**Your goal**.
Pull out every line of the records below that contains the word "white", and copy each one unchanged.

(Excerpts of labeled region data)

■ ■ ■ ■ ■ ■ ■

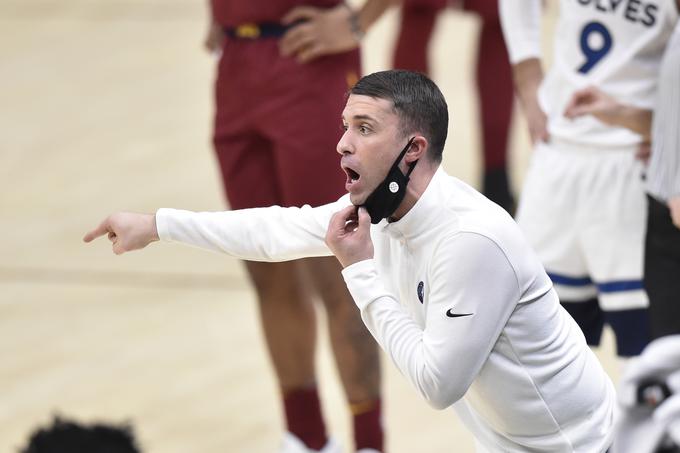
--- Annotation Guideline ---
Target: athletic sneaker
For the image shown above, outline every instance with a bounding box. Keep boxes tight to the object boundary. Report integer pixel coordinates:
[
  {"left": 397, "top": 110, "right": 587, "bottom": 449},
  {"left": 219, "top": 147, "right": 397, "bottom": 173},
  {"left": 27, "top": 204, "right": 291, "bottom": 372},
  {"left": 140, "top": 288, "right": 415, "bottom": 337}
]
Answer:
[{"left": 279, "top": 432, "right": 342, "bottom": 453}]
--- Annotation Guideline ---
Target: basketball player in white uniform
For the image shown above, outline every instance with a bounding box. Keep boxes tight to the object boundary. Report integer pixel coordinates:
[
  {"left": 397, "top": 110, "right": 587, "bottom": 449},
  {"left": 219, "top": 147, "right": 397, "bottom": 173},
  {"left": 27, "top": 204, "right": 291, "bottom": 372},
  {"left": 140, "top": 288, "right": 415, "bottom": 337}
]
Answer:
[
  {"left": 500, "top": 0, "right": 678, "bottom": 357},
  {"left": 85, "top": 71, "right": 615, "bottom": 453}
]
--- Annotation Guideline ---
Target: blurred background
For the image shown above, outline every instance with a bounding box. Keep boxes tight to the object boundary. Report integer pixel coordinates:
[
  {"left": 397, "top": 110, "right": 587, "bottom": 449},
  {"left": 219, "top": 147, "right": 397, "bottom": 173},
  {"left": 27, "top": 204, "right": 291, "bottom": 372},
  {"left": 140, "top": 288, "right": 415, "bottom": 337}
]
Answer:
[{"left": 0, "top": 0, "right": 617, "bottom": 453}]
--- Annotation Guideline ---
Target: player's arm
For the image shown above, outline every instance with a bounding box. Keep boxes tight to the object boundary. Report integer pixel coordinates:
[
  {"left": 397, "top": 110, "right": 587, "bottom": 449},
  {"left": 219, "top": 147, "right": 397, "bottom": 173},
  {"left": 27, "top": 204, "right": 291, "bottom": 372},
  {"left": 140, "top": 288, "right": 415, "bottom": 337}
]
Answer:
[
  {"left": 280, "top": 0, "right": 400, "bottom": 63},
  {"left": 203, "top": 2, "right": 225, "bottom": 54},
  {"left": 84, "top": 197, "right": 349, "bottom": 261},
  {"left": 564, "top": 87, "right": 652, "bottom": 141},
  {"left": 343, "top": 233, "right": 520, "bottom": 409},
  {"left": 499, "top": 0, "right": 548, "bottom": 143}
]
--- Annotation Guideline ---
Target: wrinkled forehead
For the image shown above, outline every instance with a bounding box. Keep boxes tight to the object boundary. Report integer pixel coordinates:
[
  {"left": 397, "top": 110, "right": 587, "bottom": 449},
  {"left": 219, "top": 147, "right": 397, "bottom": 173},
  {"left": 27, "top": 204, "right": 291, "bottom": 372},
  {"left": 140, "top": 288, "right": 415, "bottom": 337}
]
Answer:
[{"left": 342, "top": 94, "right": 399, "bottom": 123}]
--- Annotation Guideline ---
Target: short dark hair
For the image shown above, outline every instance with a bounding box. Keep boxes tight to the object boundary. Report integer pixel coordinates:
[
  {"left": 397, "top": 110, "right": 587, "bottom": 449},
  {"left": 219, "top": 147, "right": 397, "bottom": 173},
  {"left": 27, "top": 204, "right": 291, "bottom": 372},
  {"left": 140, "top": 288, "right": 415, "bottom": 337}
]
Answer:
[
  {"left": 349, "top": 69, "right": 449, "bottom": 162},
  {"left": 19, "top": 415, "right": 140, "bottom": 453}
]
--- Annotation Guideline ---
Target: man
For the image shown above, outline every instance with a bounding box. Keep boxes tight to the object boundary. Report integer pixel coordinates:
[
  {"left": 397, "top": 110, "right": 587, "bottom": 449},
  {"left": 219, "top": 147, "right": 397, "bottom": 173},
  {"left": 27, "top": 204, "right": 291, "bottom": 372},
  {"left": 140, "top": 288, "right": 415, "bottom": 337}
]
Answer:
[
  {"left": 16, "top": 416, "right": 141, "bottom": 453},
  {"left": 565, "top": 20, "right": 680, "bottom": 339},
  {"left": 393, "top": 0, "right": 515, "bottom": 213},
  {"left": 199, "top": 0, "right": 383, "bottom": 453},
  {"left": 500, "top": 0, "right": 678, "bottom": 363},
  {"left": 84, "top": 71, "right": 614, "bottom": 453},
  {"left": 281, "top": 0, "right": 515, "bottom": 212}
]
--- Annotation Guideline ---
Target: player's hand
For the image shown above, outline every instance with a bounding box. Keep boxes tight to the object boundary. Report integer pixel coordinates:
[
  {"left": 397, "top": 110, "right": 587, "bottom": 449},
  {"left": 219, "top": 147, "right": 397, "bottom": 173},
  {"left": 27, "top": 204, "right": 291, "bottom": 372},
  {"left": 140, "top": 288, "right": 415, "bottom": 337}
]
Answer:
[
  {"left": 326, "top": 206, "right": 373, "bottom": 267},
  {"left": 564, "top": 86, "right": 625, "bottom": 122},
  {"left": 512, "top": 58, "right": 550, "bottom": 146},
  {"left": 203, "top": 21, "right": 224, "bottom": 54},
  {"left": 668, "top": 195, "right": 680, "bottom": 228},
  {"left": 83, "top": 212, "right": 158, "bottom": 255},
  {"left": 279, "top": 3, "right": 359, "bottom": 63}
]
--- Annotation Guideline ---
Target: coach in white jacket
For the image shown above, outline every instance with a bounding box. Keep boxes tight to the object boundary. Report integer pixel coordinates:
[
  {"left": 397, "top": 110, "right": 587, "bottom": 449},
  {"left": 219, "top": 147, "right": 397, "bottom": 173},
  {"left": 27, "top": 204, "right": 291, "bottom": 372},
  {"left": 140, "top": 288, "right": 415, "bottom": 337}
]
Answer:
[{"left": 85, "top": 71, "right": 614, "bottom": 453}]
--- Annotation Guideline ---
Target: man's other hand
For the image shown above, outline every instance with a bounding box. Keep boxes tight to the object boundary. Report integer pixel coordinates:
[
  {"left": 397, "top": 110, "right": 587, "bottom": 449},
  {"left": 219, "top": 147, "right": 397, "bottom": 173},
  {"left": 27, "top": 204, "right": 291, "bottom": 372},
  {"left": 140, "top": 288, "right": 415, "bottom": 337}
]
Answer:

■ ■ ■ ■ ■ ■ ■

**Written answer**.
Target: basketball player in white uniform
Target: coach in white jacket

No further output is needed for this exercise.